-- Goal --
Shift every coordinate by adding 81 to it in the stretch of material from the line containing "Place one point on every instance of the bathroom" through the line containing "[(26, 168)]", and write out only those lines in full, requests included.

-- Material shown --
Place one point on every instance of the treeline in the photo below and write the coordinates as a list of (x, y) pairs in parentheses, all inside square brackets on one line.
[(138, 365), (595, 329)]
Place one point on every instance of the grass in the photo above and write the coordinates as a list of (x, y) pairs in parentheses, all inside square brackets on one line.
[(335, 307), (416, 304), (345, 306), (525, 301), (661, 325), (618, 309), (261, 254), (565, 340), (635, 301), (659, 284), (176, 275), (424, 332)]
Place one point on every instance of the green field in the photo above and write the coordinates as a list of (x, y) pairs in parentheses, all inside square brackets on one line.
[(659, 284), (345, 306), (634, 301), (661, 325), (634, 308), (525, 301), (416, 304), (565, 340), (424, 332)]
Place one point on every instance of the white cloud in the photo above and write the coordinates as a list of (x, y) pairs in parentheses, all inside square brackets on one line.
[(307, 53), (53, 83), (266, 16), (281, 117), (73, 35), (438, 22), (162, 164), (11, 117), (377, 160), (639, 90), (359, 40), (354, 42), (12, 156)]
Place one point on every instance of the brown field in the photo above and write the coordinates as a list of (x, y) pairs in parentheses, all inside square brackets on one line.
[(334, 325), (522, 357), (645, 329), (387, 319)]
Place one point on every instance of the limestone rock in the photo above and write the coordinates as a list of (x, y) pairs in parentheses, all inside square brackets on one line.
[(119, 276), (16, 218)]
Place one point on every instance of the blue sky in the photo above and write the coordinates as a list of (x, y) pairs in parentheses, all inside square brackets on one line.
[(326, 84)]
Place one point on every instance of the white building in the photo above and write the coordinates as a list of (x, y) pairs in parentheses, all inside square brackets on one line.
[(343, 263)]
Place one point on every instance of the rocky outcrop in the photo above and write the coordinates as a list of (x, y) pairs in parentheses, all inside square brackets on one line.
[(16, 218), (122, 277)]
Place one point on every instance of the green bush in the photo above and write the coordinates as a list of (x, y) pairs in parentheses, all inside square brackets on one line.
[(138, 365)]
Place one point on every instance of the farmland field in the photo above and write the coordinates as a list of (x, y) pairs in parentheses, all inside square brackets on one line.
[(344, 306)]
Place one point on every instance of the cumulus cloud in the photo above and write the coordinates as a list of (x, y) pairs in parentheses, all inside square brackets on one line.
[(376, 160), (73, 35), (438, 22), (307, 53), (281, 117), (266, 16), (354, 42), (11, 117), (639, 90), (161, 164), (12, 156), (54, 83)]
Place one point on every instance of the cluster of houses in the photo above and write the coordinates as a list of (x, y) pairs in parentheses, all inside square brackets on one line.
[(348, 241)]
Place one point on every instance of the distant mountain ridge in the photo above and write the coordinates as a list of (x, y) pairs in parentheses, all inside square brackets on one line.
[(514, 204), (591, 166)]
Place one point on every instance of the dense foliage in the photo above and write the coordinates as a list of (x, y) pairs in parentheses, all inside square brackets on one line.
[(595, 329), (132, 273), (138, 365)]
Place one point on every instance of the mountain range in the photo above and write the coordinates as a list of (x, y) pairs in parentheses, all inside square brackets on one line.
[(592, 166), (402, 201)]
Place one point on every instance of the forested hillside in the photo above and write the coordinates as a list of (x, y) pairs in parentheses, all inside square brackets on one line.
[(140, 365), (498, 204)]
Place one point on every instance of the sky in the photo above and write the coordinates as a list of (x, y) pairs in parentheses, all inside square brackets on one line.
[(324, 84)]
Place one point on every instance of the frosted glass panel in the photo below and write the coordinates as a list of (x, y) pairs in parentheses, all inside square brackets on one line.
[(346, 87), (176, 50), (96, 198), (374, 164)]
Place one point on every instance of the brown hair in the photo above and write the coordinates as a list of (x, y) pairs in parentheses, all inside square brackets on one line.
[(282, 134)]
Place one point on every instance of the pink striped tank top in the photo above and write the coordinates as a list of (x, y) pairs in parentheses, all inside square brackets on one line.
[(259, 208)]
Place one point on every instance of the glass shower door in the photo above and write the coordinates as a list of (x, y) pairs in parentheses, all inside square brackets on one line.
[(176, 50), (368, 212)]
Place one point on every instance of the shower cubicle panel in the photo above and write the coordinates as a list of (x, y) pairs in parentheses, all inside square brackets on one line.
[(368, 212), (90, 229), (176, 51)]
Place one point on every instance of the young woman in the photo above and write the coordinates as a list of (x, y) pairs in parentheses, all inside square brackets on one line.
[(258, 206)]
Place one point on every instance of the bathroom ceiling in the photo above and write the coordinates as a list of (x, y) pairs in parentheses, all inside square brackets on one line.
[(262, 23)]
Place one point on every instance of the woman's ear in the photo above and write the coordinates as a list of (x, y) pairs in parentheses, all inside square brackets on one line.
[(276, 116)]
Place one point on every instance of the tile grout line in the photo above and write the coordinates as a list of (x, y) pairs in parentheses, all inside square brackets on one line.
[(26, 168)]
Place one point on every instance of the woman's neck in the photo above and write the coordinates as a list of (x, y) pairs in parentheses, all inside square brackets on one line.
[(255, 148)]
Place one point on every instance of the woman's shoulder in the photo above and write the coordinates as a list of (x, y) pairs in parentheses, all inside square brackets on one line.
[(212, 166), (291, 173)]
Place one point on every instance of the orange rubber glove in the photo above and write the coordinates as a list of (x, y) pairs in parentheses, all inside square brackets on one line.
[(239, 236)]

-- Response below --
Place one point on every instance of the bathroom ceiling in the photo above and write the coordinates as a list of (x, y) pairs in parentheses, all inside square brackets on one line.
[(343, 104)]
Place one point on every instance of the woman's ear in the photo above and write the coordinates as a list of (x, y) pairs in parentheses, all inside square brackets on one line.
[(357, 197)]
Place one point on every instance of the tile grout line in the photo above and write the coordinates as a list of (x, y) pairs in parentheses, all inside square brackets on one line.
[(107, 249)]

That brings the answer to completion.